═════ EXERCISE MATERIALS
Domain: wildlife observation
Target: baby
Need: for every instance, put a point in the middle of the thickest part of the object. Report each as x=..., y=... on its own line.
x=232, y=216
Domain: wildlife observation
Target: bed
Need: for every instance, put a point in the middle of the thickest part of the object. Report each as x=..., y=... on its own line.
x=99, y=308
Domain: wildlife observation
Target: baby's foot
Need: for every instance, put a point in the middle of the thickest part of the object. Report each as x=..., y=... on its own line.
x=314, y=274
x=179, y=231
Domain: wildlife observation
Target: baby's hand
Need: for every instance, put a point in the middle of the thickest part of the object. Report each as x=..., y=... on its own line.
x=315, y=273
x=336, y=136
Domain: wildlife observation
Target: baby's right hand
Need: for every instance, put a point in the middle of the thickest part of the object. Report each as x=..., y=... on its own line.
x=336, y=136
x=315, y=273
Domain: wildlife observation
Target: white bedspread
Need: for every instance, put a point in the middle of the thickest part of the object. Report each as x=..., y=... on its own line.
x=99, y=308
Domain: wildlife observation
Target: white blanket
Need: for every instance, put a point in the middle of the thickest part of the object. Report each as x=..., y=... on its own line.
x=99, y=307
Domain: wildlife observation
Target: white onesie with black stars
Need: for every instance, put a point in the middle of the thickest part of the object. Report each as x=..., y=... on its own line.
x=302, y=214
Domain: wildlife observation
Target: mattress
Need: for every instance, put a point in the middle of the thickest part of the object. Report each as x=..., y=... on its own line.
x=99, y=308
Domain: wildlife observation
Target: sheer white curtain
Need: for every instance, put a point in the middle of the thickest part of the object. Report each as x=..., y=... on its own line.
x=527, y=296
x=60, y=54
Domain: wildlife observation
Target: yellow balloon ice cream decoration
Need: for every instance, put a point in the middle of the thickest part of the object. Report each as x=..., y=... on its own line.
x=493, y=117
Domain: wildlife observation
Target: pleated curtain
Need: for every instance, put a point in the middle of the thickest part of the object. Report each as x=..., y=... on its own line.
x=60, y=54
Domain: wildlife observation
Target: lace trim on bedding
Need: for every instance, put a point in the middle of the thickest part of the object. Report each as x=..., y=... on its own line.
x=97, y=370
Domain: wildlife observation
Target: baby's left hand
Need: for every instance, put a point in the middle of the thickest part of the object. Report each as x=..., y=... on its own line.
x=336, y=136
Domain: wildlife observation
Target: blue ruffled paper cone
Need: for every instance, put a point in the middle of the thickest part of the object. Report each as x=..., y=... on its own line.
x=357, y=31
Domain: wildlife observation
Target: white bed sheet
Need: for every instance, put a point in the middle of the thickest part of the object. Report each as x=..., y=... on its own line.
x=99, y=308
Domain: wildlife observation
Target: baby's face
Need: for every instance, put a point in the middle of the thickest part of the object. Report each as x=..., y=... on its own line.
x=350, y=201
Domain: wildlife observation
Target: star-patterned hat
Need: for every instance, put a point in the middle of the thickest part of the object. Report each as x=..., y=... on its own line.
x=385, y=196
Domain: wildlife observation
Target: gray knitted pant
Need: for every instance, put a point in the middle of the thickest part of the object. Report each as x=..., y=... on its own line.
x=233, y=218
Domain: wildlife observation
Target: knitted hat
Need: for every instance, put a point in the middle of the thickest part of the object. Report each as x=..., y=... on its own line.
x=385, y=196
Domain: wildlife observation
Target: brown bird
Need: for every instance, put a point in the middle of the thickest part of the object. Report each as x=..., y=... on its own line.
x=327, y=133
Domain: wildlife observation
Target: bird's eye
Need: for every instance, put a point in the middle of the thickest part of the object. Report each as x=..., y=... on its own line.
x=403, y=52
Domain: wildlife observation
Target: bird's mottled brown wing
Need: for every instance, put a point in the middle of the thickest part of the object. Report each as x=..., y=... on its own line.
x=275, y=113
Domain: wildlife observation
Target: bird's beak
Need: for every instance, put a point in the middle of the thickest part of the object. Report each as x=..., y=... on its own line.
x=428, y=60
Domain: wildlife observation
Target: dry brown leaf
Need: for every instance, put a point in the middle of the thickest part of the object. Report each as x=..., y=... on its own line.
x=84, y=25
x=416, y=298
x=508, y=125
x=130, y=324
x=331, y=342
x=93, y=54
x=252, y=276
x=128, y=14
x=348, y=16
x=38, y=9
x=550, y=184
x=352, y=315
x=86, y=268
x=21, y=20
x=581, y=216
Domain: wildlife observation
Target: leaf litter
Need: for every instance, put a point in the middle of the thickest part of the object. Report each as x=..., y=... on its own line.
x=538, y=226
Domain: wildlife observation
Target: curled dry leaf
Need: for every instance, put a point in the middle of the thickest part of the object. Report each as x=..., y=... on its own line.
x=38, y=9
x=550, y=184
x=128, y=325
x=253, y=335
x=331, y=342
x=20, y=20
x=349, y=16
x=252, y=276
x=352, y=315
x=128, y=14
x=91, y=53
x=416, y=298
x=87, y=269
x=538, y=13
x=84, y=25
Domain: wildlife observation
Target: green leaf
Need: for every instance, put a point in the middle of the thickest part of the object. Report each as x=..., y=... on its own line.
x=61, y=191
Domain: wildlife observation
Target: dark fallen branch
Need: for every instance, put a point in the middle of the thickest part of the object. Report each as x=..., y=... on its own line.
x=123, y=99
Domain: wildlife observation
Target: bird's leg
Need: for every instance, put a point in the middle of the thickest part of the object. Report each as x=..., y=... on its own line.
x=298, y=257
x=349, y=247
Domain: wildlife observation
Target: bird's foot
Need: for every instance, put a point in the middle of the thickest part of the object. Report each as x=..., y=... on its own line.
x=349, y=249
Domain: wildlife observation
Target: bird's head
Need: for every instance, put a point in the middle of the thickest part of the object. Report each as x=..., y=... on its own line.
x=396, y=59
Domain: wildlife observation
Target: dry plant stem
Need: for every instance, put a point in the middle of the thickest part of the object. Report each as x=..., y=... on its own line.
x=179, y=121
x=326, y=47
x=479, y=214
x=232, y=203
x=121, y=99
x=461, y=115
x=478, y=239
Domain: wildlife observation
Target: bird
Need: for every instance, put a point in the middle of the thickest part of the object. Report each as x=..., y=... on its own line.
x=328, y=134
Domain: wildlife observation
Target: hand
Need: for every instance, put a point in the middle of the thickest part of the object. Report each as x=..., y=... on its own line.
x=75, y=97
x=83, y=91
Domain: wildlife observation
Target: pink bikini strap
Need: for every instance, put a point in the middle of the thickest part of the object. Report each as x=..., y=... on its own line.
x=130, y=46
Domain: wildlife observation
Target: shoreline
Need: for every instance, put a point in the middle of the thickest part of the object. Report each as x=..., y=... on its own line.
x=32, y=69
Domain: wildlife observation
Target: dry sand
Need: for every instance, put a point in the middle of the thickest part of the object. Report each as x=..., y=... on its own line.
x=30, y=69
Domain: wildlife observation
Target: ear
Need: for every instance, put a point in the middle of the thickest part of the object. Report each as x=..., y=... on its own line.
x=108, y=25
══════════
:: GIVEN TASK ::
Reproduce the full listing exactly.

:: TASK RESPONSE ::
Domain: wildlife observation
Target: baby
Need: for every instance, put a point in the middle of the thickest part of the object. Report each as x=..., y=... on its own line.
x=232, y=216
Domain: wildlife observation
Target: bed
Need: for every instance, put a point in the middle of the thickest part of the object. Report each as x=..., y=... on its own line.
x=99, y=308
Domain: wildlife observation
Target: baby's foot
Need: for every instance, put a point in the middle of the thickest part of the object. Report each as x=..., y=... on its own line.
x=314, y=274
x=179, y=231
Domain: wildlife observation
Target: baby's hand
Need: for every instance, put a point in the middle of the thickest part of the object. Report each as x=..., y=... on its own line.
x=315, y=273
x=336, y=136
Domain: wildlife observation
Target: baby's right hand
Need: for every instance, put a point in the middle of the thickest part of the object. Report each as x=..., y=... on its own line.
x=336, y=136
x=315, y=273
Domain: wildlife observation
Target: white bedspread
Need: for every instance, put a point in the middle of the thickest part of the object. Report each as x=..., y=... on its own line.
x=99, y=308
Domain: wildlife observation
Target: white blanket
Need: for every instance, put a point in the middle of the thickest part of the object. Report each as x=..., y=... on its own line.
x=99, y=307
Domain: wildlife observation
Target: white onesie with black stars
Need: for every instance, put a point in the middle of the thickest part of the object. Report each as x=..., y=... on its own line.
x=302, y=214
Domain: wildlife observation
Target: mattress
Need: for every instance, put a point in the middle of the thickest part of the object. Report each as x=..., y=... on its own line.
x=99, y=308
Domain: wildlife observation
Target: sheer white curtain
Need: for every instance, put a point in the middle of the thickest part of the object. Report each as x=..., y=... on its own line.
x=527, y=296
x=60, y=54
Domain: wildlife observation
Target: yellow balloon ice cream decoration
Need: for every instance, put a point in the middle of the thickest part of the object. Report each as x=..., y=... on its own line.
x=493, y=117
Domain: wildlife observation
Target: pleated curtain
Need: for every instance, put a point in the middle of the thickest part of the object. Report each as x=..., y=... on its own line.
x=60, y=54
Domain: wildlife observation
Target: lace trim on bedding
Need: for every instance, put a point in the middle of the thickest part of the object. Report each as x=..., y=... on its own line.
x=97, y=370
Domain: wildlife observation
Target: baby's left hand
Need: for every instance, put a point in the middle of the thickest part of the object. Report each as x=..., y=... on its own line.
x=336, y=136
Domain: wildlife observation
Target: blue ruffled paper cone
Need: for every instance, put a point in the middle of the thickest part of the object. Report each as x=..., y=... on its own line.
x=357, y=31
Domain: wildlife observation
Target: white bed sheet
Need: for every instance, put a point in the middle of the thickest part of the object. Report each as x=..., y=... on its own line.
x=99, y=308
Domain: wildlife observation
Target: baby's face
Need: for every instance, put a point in the middle of the thickest part of the object. Report each as x=..., y=... on its own line.
x=350, y=201
Domain: wildlife observation
Target: star-patterned hat
Need: for every instance, put a point in the middle of the thickest part of the object. Report each as x=..., y=... on its own line.
x=385, y=196
Domain: wildlife observation
Target: gray knitted pant
Need: for every instance, put a point in the middle of the thickest part of the object. Report each as x=..., y=... on its own line.
x=233, y=218
Domain: wildlife observation
Target: knitted hat
Need: for every instance, put a point in the middle of the thickest part of the object. Report each as x=..., y=... on its own line.
x=385, y=196
Domain: wildlife observation
Target: brown bird
Need: for every instance, put a point in the middle of the thickest part of the object. Report each as x=..., y=... on its own line.
x=327, y=133
Domain: wildlife observation
Target: bird's eye
Need: for every instance, put a point in the middle of the thickest part of the object. Report each as x=..., y=... on its own line.
x=403, y=52
Domain: wildlife observation
Target: bird's mottled brown wing
Need: for every instance, put a point in the middle of the thickest part of the object. Report each as x=..., y=... on its own line.
x=275, y=113
Domain: wildlife observation
Target: bird's beak
Need: for every instance, put a point in the middle of the thickest part of the object. Report each as x=..., y=... on its own line.
x=428, y=60
Domain: wildlife observation
Target: dry brown leaf
Need: for every instance, put a point in the middle of the thickest part of the object. Report each as x=..., y=... on its own line.
x=84, y=25
x=416, y=298
x=508, y=125
x=130, y=324
x=331, y=342
x=93, y=54
x=252, y=276
x=128, y=14
x=348, y=16
x=38, y=9
x=550, y=184
x=352, y=315
x=86, y=268
x=21, y=20
x=581, y=216
Domain: wildlife observation
Target: leaf litter
Need: for every instance, put a point in the middle of the thickest part of the object. Report each as x=..., y=... on its own line.
x=538, y=226
Domain: wildlife observation
Target: curled dry leaf
Need: for every instance, put a point in the middle of the thickest part of the object. Report each as x=..., y=... on its own line.
x=38, y=9
x=550, y=184
x=128, y=325
x=253, y=335
x=331, y=342
x=20, y=20
x=349, y=16
x=252, y=276
x=352, y=315
x=128, y=14
x=91, y=53
x=416, y=298
x=87, y=269
x=538, y=13
x=84, y=25
Domain: wildlife observation
Target: green leaf
Need: for every instance, put a point in the middle of the thickest part of the object. Report each as x=..., y=... on its own line.
x=61, y=191
Domain: wildlife observation
Target: dark fallen branch
Need: for every instance, put a point in the middle of the thickest part of the object. Report each as x=..., y=... on its own line.
x=123, y=99
Domain: wildlife observation
Target: bird's leg
Need: for every instance, put a point in the middle of the thickest part of the object. Report each as x=..., y=... on its own line.
x=298, y=257
x=349, y=247
Domain: wildlife observation
Target: bird's foot
Need: for every instance, put a point in the middle of the thickest part of the object. Report each as x=..., y=... on its own line.
x=349, y=249
Domain: wildlife observation
Target: bird's head
Need: for every instance, put a point in the middle of the thickest part of the object. Report each as x=..., y=... on its own line.
x=396, y=59
Domain: wildlife observation
Target: dry plant stem
Need: for every instance, put a point in the middle of the thickest part of the object. Report each as x=..., y=... on its own line.
x=179, y=121
x=326, y=47
x=479, y=214
x=232, y=203
x=121, y=99
x=461, y=115
x=478, y=239
Domain: wildlife observation
Target: bird
Need: for every instance, put a point in the middle of the thickest part of the object. Report each as x=..., y=... on its own line.
x=328, y=134
Domain: wildlife observation
Target: hand
Need: for every instance, put a point in the middle of the thickest part of the object. Report each as x=..., y=... on its own line.
x=75, y=97
x=83, y=91
Domain: wildlife observation
Target: pink bikini strap
Need: for every instance, put a point in the middle of the thickest part of the object. Report each as x=..., y=... on its own line.
x=130, y=46
Domain: wildlife observation
Target: shoreline
Need: for every instance, put a point in the middle of the thickest part of the object. Report each as x=..., y=... on its own line.
x=32, y=69
Domain: wildlife observation
Target: dry sand
Need: for every instance, put a point in the middle of the thickest part of the object. Report each as x=..., y=... on its own line.
x=30, y=69
Domain: wildlife observation
Target: ear
Need: for every instance, put a point in the middle of the thickest part of the object. Report each as x=..., y=... on its own line.
x=108, y=25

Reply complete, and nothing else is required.